• TRAVAIL À RÉALISER:
**a)** Selon l'extrait sur la bureaucratie face aux crises, dans quelle université Marijn Janssen et Haiko van der Voort sont-ils chercheurs en management public ?
**b)** Traduisez en anglais la phrase suivante de l'extrait sur la bureaucratie face aux crises : « Alors, comme toujours, il faut nuancer mais ces résultats méritent largement d’être partagés. »
**c)** Prolongez l'extrait sur la bureaucratie face aux crises à partir de sa dernière phrase.

En effet, cela a aussi été démontré : la pression externe des agences de contrôle, celles des usagers, les dysfonctionnements et les limites internes liée à la « libération » de l’organisation du travail… Tout cela conduit les entreprises « libérées » à réintroduire des éléments constitutifs de l’organisation bureaucratique : clarification de la division du travail (rôles, périmètres d’activités), recentralisation du processus stratégique, indicateurs et contrôle…
Et les analyses ne s’arrêtent pas là ! Regarder les bureaucraties sous l’angle des crises conduit à apporter encore plus de questions sur ce qui apparaît de plus en plus comme une zone grise.
Bureaucratie et crise : vers une réhabilitation
Récemment, plusieurs chercheurs se sont intéressés à la façon dont les administrations ont appréhendé les récentes crises, en premier lieu celle de la Covid 19. Et c’est là qu’arrive une autre surprise : ces recherches tendent à confirmer la pertinence de la bureaucratie pour gérer efficacement les crises.
Alors, comme toujours, il faut nuancer mais ces résultats méritent largement d’être partagés.
A commencer par ceux de Marijn Janssen et Haiko van der Voort. Ces chercheurs en management public à l’Université de Delft ont analysé l’agilité et l’adaptabilité des États à gérer la crise sanitaire. A travers l’exemple des pouvoirs publics des Pays-Bas, ils montrent comment une gouvernance qui s’adapte avec succès à une crise implique à la fois une capacité à apporter des décisions rapides et des analyses pertinentes, à la fois une centralisation et une décentralisation des processus de décision, à la fois de l’innovation et de la bureaucratie.
Leur collègue Geert Bouckaert prophétise quant à lui un retour de l’État face aux situations de crises – du 11 septembre 2001 à la Covid 19 en passant par la crise bancaire de 2008 ou la catastrophe de Fukushima de 2011. Pour lui, l’efficacité de l’État n’est plus à démontrer : (« the state is back » proclame-t-il même ! Même son de cloche chez l’Américain Xueguang Zhou de l’Université de Standford, qui décortique les mécanismes finalement bien huilés, l’efficacité et les capacités de résilience de la bureaucratie face à l’émergence de la crise sanitaire. D’autres encore, comme le chercheur en droit public Ahmed Mohammad Abdou, pointent par ailleurs la pertinence de la réponse de l’organisation bureaucratique à la gestion de la crise de la Covid 19, dans le contexte du e-gouvernement.

(Descriptions de régions en langage naturel)
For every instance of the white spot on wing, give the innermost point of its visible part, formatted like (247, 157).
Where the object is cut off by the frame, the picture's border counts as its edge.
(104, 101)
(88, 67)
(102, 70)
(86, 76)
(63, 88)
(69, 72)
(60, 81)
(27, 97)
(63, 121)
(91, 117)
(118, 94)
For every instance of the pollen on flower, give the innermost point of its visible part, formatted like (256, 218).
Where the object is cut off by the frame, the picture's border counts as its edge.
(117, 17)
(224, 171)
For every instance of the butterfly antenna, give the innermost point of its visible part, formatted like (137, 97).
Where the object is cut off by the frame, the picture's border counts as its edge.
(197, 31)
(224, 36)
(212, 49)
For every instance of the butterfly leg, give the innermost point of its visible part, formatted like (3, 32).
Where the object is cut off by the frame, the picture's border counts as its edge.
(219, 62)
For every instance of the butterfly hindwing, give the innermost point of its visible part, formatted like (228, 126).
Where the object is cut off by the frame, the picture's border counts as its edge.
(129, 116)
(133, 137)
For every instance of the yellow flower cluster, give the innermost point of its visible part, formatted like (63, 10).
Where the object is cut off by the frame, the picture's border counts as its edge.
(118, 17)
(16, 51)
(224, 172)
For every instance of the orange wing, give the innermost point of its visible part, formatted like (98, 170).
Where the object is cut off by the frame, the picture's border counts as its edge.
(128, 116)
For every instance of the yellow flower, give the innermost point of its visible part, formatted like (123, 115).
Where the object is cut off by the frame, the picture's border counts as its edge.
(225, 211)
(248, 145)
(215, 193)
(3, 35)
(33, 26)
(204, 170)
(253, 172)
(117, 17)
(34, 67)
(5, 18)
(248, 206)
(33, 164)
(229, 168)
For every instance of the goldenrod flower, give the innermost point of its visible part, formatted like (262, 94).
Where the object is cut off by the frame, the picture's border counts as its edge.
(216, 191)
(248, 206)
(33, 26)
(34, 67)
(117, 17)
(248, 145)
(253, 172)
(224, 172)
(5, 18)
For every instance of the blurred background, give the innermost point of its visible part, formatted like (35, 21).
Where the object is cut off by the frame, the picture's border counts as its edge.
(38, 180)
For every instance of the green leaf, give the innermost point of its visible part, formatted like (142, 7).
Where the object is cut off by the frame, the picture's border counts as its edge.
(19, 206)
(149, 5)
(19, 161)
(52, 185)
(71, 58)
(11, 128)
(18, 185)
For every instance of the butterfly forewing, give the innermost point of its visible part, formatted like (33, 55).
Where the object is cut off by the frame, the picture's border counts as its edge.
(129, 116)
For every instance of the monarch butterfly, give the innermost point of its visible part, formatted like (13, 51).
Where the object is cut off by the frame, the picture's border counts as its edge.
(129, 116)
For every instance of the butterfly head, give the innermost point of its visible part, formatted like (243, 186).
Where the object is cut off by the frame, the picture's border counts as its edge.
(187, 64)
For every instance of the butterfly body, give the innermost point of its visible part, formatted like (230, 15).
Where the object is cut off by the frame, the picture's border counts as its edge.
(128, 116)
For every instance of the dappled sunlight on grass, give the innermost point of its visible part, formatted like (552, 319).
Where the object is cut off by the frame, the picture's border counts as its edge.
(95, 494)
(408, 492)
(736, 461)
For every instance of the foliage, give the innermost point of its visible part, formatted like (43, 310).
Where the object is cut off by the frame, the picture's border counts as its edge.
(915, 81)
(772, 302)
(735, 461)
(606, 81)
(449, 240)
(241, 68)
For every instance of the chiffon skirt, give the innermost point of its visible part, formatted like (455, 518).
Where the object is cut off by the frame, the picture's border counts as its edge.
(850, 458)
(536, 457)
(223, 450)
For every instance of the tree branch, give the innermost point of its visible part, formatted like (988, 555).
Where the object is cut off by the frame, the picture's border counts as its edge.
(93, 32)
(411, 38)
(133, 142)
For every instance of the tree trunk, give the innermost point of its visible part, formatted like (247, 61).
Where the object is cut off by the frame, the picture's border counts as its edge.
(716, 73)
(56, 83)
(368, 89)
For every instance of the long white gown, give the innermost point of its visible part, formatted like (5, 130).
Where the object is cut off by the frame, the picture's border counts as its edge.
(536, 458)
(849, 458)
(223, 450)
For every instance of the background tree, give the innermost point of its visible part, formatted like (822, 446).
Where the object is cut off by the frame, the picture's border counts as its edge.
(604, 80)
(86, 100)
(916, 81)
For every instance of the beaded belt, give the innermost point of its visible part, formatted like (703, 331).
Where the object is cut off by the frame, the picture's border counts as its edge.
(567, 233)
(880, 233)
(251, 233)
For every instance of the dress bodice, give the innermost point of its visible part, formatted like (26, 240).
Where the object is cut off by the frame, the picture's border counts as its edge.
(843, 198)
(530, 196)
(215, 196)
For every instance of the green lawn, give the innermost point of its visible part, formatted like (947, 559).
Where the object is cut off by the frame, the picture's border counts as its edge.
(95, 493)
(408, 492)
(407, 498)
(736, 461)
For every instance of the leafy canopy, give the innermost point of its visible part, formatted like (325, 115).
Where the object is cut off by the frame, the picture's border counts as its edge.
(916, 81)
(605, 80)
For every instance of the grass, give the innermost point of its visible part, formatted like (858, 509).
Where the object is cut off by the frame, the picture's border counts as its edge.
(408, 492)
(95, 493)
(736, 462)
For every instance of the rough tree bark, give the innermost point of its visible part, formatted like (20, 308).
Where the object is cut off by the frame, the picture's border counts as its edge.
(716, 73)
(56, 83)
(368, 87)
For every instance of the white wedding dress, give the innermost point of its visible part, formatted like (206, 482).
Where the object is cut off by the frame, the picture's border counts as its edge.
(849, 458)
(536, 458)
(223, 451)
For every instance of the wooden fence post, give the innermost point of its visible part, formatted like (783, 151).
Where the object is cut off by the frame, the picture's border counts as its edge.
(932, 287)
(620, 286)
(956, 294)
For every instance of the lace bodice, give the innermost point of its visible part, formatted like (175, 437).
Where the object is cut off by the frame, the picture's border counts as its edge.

• RÉSULTATS PAR TÂCHE:
**a)** À l'Université de Delft.

**b)** So, as always, some nuance is called for, but these findings are well worth sharing.

**c)**
En somme, et pour conclure ce billet, ces travaux invitent donc à requestionner le rôle de la bureaucratie face aux crises actuelles et à l’engouement pour les nouvelles pratiques managériales (dont les précédents billets du manager ne se font que partiellement l’écho). Empruntant à Kafka qui écrit que chaque révolution s’évapore en laissant derrière elle le dépôt d’une nouvelle bureaucratie, on peut légitimement continuer à s’interroger sur ce qui restera de la bureaucratie du 21e siècle. Une « maison des fous » à la Astérix et Obélix ? Espérons que non…

POUR ALLER PLUS LOIN :
Abdou, Ahmed Mohammad. 2021. « Good Governance and COVID-19: The Digital Bureaucracy to Response the Pandemic (Singapore as a Model) ». Journal of Public Affairs 21(4): e2656.
Bouckaert, Geert. 2022. « The Neo-Weberian State: From Ideal Type Model to Reality? » https://www.ucl.ac.uk/bartlett/public-purpose/publications/2022/jun/neo-weberian-state-ideal-type-model-reality (23 septembre 2022).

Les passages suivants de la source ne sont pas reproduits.